BEGIN

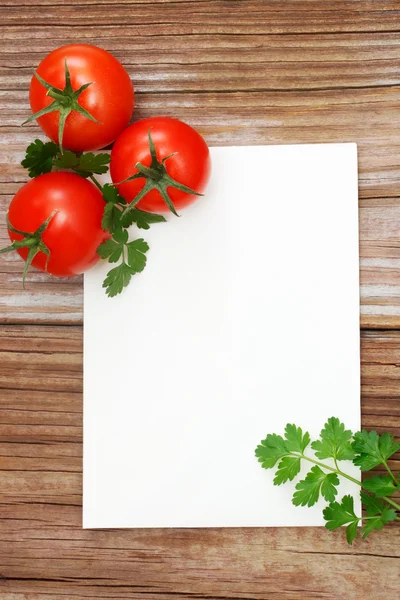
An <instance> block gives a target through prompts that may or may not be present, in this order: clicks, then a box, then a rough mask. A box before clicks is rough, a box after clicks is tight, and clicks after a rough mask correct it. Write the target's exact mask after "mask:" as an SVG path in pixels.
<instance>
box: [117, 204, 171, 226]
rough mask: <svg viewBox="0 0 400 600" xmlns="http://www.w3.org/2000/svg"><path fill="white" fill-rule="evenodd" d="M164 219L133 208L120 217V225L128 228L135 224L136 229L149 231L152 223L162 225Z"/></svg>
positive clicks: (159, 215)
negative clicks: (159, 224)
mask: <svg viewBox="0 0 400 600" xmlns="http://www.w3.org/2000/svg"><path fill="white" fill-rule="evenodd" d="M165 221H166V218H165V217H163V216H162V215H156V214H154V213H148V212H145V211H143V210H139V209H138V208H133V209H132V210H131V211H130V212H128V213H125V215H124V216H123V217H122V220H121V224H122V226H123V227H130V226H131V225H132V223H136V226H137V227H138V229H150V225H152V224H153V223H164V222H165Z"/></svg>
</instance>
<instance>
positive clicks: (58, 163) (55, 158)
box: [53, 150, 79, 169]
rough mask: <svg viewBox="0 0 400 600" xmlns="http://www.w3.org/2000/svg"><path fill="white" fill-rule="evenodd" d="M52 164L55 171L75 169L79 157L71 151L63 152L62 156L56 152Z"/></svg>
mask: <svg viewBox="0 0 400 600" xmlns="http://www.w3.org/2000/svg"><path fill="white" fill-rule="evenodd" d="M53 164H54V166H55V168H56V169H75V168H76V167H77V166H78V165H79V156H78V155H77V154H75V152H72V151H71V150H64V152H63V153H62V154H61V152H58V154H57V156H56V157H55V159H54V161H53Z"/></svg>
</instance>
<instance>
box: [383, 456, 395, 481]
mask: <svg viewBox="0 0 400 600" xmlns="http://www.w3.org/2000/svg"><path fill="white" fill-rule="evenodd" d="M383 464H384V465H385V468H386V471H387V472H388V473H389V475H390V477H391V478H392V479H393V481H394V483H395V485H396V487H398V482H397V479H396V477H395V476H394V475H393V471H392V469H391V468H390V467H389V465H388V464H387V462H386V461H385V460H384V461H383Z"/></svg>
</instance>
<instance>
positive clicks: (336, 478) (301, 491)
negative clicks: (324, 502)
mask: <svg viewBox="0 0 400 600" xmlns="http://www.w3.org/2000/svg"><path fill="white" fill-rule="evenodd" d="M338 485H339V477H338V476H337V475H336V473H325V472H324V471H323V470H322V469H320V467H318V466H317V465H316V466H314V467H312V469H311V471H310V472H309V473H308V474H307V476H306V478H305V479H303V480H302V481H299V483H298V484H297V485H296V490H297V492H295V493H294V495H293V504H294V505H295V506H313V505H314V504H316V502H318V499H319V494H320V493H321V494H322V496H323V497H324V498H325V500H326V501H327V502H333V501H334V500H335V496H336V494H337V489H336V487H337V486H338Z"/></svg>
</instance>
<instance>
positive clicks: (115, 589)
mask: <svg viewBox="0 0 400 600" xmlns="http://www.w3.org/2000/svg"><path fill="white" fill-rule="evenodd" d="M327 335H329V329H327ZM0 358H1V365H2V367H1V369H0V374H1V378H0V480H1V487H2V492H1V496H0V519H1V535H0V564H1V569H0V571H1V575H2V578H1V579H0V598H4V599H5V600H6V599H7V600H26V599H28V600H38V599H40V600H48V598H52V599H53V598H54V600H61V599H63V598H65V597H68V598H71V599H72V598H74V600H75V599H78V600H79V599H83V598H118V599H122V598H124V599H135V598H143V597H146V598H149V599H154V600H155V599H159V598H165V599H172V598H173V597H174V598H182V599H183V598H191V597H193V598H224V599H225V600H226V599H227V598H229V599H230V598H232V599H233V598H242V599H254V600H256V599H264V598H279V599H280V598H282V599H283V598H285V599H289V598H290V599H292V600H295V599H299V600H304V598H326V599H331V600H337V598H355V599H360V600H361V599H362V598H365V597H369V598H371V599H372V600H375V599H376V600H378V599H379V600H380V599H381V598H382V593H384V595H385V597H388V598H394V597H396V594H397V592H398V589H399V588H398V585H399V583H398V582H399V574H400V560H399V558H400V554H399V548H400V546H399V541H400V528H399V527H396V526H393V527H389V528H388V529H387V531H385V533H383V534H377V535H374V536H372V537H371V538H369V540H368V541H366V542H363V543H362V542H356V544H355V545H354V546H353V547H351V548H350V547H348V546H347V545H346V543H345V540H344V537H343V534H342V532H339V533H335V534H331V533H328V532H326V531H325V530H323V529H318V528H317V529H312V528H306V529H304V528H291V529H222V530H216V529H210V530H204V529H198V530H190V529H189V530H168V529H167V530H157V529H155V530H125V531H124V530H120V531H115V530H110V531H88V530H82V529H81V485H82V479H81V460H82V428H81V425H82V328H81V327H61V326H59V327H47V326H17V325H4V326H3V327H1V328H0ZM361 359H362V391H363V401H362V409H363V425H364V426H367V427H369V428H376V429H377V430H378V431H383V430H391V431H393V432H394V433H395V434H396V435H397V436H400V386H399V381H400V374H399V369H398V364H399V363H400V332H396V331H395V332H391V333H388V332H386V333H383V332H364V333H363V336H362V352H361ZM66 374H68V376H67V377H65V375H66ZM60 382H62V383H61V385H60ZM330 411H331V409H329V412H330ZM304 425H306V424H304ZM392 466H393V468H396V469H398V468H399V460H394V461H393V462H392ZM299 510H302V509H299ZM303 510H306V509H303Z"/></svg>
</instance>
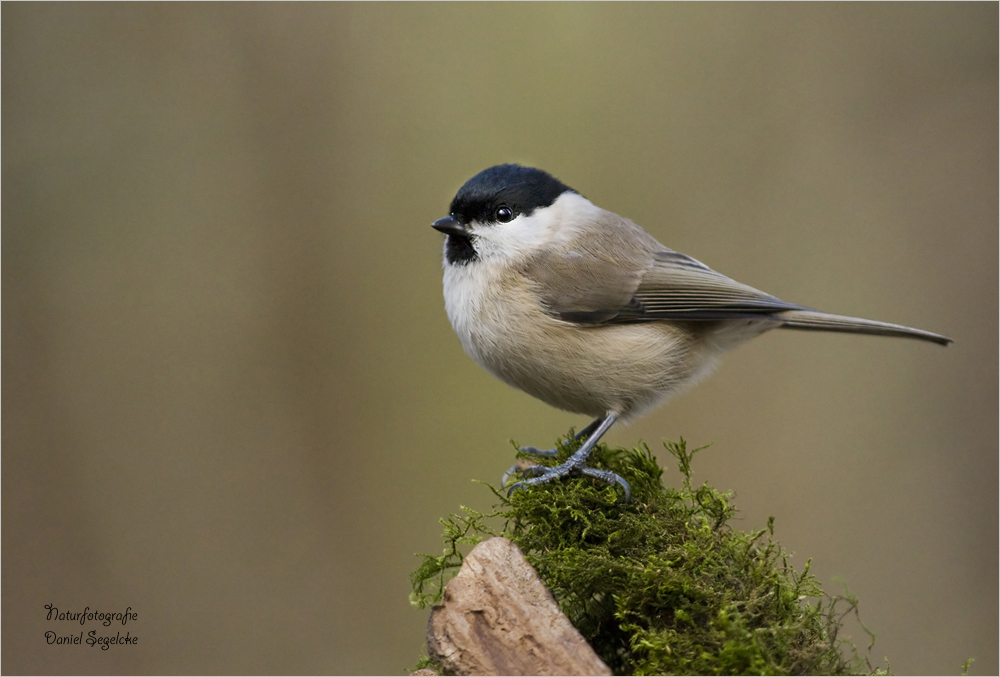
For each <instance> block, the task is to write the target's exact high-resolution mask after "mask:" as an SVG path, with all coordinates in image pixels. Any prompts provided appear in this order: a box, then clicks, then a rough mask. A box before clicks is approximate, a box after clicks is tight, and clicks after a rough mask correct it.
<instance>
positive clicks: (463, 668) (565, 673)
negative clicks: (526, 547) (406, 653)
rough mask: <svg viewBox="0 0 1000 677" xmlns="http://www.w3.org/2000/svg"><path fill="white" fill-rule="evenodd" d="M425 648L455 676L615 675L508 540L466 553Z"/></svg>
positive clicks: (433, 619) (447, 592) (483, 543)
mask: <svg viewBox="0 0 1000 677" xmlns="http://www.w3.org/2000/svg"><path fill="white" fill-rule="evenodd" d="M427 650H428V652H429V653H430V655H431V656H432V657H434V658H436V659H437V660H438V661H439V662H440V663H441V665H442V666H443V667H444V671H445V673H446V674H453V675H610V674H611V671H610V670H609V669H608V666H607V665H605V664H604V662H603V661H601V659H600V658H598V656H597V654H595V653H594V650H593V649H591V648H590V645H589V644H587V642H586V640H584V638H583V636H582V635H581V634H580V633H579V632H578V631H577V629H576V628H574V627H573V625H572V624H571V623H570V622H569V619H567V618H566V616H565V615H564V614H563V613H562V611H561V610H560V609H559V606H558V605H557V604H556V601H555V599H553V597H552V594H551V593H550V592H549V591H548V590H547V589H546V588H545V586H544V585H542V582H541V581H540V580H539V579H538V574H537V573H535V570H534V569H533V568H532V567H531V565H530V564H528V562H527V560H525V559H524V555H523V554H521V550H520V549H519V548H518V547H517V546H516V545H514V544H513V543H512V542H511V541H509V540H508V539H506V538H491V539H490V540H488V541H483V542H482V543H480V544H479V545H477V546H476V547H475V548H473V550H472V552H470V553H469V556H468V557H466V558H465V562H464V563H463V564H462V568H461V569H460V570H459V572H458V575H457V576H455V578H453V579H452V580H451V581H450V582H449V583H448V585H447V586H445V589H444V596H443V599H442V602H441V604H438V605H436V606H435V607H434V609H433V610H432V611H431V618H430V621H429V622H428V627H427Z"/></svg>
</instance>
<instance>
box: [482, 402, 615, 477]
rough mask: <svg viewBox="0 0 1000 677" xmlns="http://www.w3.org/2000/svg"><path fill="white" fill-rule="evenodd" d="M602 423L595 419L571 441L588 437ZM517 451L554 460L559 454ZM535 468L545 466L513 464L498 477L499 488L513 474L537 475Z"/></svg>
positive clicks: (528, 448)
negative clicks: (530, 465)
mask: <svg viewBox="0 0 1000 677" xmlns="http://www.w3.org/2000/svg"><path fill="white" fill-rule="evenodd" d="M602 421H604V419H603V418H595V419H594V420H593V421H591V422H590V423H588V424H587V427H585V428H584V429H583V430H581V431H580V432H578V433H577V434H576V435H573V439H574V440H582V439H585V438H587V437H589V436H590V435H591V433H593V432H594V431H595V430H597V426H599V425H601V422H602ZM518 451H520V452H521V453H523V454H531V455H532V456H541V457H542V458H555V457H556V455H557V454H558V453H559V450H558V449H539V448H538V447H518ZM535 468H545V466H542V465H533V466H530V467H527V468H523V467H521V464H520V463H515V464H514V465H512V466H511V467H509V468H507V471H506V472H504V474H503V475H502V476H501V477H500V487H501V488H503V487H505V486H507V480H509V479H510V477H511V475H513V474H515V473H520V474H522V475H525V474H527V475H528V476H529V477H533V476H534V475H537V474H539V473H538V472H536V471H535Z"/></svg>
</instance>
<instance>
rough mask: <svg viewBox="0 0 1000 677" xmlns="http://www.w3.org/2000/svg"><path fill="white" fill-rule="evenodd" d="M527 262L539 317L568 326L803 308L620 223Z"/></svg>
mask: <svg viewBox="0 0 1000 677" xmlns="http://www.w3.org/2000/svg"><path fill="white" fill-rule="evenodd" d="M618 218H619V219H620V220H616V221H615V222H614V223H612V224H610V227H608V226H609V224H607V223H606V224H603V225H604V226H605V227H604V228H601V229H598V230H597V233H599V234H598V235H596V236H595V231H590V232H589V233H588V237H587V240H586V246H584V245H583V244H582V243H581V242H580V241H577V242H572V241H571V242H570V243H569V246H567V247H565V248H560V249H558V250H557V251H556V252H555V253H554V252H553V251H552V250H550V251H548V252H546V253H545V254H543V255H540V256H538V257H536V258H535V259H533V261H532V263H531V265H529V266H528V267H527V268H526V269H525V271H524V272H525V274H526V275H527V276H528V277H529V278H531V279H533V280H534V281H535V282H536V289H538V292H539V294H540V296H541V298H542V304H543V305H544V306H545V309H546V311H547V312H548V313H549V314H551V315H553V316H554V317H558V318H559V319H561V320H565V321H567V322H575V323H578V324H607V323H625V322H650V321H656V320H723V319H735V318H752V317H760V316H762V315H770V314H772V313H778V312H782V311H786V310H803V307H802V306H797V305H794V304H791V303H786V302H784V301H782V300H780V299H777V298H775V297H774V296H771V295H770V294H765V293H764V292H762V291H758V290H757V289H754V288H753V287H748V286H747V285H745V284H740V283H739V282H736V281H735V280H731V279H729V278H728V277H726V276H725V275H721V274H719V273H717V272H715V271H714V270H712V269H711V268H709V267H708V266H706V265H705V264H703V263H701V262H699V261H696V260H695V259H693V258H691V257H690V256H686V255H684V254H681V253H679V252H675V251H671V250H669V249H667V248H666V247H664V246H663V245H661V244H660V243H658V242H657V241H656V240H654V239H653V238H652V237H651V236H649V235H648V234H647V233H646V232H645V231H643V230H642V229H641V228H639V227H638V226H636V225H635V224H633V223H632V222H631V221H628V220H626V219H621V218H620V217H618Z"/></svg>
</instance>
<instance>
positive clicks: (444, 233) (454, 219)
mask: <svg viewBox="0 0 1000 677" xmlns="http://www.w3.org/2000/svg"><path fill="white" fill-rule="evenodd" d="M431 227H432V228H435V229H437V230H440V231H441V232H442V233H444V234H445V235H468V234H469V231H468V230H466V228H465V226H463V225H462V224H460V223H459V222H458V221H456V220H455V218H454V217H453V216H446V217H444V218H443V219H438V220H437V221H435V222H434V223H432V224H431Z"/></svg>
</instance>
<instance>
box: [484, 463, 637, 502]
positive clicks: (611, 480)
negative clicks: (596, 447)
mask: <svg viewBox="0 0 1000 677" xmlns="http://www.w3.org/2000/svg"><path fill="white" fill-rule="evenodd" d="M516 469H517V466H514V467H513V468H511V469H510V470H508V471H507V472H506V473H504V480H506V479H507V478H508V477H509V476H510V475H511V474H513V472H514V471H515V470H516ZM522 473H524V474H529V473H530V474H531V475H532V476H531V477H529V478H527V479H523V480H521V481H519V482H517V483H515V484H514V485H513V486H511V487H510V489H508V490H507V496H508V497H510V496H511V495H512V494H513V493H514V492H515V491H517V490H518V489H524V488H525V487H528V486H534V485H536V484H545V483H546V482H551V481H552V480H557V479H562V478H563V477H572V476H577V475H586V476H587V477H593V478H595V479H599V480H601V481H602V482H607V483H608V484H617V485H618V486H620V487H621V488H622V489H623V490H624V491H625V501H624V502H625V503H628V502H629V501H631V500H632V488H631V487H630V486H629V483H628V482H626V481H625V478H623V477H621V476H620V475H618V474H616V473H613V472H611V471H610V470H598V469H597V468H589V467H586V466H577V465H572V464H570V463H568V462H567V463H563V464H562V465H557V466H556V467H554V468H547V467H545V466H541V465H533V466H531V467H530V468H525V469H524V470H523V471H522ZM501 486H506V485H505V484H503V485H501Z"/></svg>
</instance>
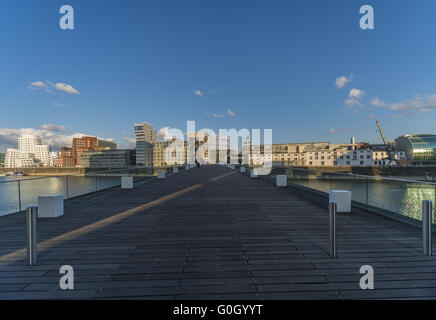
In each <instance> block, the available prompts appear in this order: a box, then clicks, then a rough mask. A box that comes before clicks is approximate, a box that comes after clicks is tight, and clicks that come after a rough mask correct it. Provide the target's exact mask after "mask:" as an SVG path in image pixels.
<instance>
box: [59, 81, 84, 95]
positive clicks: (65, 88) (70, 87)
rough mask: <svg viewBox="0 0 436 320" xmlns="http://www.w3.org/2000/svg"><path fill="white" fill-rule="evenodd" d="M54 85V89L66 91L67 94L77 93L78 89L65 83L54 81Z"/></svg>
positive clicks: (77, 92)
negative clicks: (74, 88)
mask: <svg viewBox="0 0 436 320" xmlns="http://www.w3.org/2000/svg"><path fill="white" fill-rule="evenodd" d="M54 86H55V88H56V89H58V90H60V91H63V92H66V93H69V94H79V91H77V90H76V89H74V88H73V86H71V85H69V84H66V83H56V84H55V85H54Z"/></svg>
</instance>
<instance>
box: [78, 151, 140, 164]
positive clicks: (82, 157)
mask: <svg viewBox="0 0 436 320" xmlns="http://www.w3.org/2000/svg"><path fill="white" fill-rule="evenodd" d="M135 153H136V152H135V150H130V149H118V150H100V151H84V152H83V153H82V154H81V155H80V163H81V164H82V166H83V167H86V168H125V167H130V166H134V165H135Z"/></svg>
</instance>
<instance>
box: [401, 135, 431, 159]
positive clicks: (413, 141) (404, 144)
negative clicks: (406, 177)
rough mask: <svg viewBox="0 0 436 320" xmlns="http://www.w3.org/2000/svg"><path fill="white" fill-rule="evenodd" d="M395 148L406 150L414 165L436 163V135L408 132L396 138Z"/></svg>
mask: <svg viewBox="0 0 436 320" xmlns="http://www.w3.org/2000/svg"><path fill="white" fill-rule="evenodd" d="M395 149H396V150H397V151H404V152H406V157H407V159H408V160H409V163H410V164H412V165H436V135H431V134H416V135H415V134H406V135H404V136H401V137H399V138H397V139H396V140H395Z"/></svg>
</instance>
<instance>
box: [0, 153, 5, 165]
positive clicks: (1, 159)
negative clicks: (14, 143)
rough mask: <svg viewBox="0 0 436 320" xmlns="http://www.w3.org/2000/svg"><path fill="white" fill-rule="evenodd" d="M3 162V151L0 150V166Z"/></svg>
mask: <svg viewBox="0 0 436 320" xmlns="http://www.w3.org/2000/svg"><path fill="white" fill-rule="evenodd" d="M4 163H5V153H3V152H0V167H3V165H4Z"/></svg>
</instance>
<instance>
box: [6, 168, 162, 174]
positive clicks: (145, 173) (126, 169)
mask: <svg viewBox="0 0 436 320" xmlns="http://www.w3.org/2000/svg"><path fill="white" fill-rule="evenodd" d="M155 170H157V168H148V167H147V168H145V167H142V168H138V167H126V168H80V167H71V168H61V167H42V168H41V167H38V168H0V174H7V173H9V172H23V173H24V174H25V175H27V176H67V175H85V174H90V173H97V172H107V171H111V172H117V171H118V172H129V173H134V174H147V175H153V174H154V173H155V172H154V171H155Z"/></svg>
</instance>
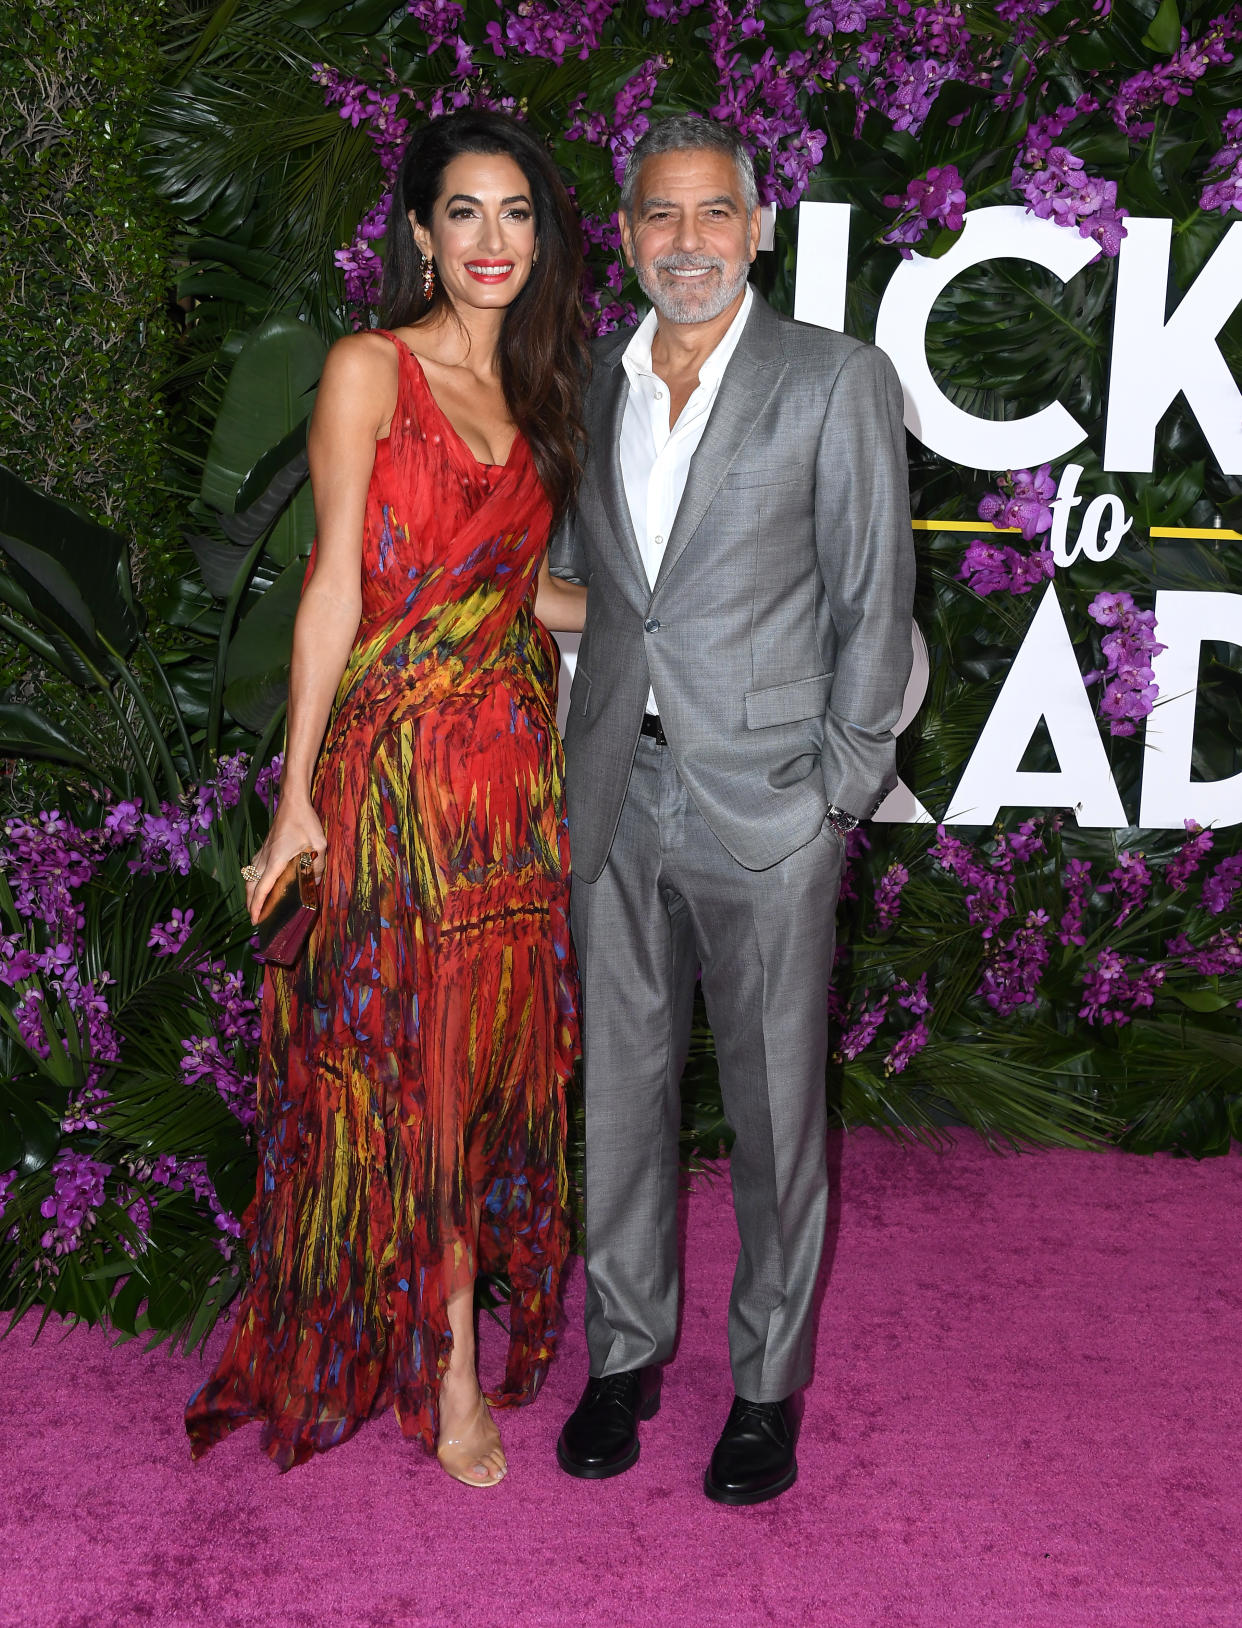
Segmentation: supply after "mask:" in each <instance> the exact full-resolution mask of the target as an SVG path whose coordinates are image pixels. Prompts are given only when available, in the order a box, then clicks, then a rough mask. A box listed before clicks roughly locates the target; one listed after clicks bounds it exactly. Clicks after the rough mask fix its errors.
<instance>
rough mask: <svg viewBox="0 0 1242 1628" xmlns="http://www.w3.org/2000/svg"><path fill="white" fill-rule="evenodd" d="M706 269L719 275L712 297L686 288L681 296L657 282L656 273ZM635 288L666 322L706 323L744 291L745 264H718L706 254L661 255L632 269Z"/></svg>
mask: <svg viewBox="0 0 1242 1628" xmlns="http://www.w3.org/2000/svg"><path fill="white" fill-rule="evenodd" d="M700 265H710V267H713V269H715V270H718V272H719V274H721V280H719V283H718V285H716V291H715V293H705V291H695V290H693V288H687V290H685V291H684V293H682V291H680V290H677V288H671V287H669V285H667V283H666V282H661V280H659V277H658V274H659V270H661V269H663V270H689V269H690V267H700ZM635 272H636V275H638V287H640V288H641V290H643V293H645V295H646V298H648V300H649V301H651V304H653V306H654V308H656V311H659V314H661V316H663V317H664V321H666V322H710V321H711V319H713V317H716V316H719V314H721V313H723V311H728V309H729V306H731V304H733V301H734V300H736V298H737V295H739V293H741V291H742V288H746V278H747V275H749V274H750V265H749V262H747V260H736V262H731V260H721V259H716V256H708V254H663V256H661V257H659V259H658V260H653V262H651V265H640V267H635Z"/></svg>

END

**What you need to do:**
What you give back should be only the lines of the records above, starting at the line with "positive clicks: (413, 141) (404, 144)" and ending at the line with "negative clicks: (14, 143)", restated word for word.

**Response to this task:**
positive clicks: (413, 141) (404, 144)
negative clicks: (406, 177)
rough mask: <svg viewBox="0 0 436 320" xmlns="http://www.w3.org/2000/svg"><path fill="white" fill-rule="evenodd" d="M395 148L406 150L414 165L436 163V135L408 132L396 138Z"/></svg>
mask: <svg viewBox="0 0 436 320" xmlns="http://www.w3.org/2000/svg"><path fill="white" fill-rule="evenodd" d="M395 149H396V150H397V151H404V152H406V157H407V159H408V160H409V163H410V164H412V165H436V135H431V134H416V135H415V134H406V135H404V136H401V137H399V138H397V139H396V140H395Z"/></svg>
</instance>
<instance>
box: [0, 153, 5, 165]
positive clicks: (1, 159)
negative clicks: (14, 143)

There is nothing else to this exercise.